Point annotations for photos
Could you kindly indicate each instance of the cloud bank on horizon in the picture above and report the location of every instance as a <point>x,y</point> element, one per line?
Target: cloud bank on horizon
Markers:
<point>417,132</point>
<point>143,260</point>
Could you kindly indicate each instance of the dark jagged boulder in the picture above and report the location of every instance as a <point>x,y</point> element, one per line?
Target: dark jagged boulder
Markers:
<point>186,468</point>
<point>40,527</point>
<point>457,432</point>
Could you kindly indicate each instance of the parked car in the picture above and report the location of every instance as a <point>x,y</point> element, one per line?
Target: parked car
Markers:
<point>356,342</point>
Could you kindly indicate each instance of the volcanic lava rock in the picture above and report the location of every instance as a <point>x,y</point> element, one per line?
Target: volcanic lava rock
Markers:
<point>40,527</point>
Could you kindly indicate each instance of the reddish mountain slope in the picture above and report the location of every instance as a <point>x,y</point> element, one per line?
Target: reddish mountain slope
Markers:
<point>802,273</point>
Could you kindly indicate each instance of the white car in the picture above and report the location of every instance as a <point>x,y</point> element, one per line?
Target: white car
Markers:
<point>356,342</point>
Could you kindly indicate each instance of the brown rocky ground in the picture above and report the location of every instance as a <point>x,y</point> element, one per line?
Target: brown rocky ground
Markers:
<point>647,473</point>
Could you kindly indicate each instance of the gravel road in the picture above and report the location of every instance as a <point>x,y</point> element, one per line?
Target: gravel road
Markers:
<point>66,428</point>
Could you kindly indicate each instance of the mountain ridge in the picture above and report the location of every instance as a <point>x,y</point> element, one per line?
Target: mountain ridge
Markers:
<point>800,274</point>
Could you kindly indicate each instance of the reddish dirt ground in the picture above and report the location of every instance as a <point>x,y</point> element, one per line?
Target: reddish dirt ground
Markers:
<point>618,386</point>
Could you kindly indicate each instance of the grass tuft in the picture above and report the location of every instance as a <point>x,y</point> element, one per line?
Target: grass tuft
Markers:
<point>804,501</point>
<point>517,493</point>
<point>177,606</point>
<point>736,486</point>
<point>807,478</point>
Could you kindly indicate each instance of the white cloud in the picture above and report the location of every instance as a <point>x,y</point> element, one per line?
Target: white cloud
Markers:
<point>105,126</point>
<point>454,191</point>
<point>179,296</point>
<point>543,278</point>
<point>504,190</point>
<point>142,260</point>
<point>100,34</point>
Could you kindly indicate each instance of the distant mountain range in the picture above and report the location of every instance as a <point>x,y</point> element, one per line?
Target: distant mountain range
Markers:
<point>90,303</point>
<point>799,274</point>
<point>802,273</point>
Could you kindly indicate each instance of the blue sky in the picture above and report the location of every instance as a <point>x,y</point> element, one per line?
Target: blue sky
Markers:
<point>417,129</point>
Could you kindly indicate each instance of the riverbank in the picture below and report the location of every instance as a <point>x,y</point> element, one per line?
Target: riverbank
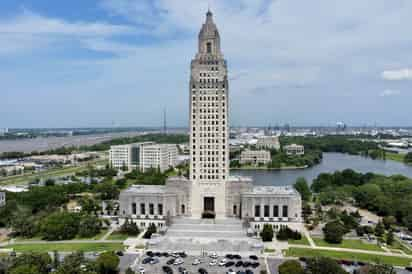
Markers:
<point>270,168</point>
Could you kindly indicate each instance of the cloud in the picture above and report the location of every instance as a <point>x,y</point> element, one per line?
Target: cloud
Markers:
<point>390,92</point>
<point>28,31</point>
<point>397,74</point>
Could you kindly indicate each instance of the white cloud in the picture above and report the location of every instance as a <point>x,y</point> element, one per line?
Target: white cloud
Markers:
<point>397,74</point>
<point>390,92</point>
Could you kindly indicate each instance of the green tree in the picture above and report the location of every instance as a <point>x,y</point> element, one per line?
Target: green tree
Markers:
<point>390,238</point>
<point>379,229</point>
<point>107,263</point>
<point>40,261</point>
<point>333,232</point>
<point>291,267</point>
<point>267,233</point>
<point>129,271</point>
<point>89,226</point>
<point>323,265</point>
<point>25,269</point>
<point>302,187</point>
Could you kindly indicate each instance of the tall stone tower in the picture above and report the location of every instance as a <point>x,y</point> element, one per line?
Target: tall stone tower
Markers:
<point>209,148</point>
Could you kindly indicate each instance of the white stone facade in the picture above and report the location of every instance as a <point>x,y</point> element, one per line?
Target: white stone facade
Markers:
<point>2,198</point>
<point>268,142</point>
<point>255,157</point>
<point>143,156</point>
<point>294,149</point>
<point>209,189</point>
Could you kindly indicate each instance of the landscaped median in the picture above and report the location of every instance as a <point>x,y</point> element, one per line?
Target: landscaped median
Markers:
<point>345,255</point>
<point>64,247</point>
<point>349,243</point>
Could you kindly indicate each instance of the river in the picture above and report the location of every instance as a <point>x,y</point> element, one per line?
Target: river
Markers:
<point>331,162</point>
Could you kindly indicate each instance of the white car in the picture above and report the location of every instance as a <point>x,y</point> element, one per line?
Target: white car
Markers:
<point>213,262</point>
<point>178,262</point>
<point>213,255</point>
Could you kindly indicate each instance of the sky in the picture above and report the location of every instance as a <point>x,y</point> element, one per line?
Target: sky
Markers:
<point>100,63</point>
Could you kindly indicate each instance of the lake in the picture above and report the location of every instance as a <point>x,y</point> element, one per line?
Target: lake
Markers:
<point>331,162</point>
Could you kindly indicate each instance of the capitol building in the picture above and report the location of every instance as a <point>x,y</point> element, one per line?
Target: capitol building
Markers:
<point>210,191</point>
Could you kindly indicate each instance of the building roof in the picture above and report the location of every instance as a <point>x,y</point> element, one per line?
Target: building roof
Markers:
<point>273,190</point>
<point>145,189</point>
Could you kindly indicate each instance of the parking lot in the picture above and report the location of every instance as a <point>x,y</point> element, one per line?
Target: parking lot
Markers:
<point>155,263</point>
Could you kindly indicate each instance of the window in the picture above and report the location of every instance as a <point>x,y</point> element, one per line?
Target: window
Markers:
<point>209,47</point>
<point>151,209</point>
<point>285,211</point>
<point>134,209</point>
<point>142,209</point>
<point>257,211</point>
<point>160,209</point>
<point>275,211</point>
<point>266,211</point>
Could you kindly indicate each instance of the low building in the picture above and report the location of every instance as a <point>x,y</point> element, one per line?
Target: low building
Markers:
<point>143,156</point>
<point>150,204</point>
<point>2,198</point>
<point>255,157</point>
<point>294,149</point>
<point>268,142</point>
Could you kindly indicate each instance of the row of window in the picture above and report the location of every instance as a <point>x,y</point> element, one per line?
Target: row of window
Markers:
<point>151,209</point>
<point>266,211</point>
<point>209,177</point>
<point>208,92</point>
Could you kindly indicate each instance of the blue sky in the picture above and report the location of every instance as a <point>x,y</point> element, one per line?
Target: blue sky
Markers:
<point>120,62</point>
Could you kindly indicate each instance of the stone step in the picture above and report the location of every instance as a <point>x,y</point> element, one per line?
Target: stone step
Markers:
<point>210,227</point>
<point>215,234</point>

**Short task**:
Everything from the line that contains "Could you kindly indicate each instance of the window" through the end of the records must be duplicated exactly, and nothing outside that range.

**Correct output**:
Could you kindly indicate each instance of the window in the picture above and report the location of every instance as a <point>x,y</point> element, one per line?
Target: window
Markers:
<point>209,47</point>
<point>151,209</point>
<point>285,211</point>
<point>134,209</point>
<point>142,209</point>
<point>257,211</point>
<point>160,209</point>
<point>275,211</point>
<point>266,211</point>
Could you kindly indicate each instance of the low building in the picture above and report the location of every instance as a <point>x,y</point> element, one per line?
Target: low building
Markers:
<point>143,156</point>
<point>150,204</point>
<point>2,198</point>
<point>255,157</point>
<point>294,149</point>
<point>268,142</point>
Could you kindly indicate each instance of the row of window in the picture above and report the location of every instance as a <point>x,y</point> element, one per line?
Target: row of window
Markers:
<point>151,209</point>
<point>266,211</point>
<point>209,177</point>
<point>208,92</point>
Could you kindly indicate each instance of the blue sky in the picture above and report the location of every instance as a <point>x,y</point> element, one per line?
Target: blue sky
Markers:
<point>120,62</point>
Could you kindly indicate each instance of the stone step in the picture above and report the location of every instance as a <point>x,y</point> element, one per line?
Target: stone step
Markers:
<point>210,227</point>
<point>215,234</point>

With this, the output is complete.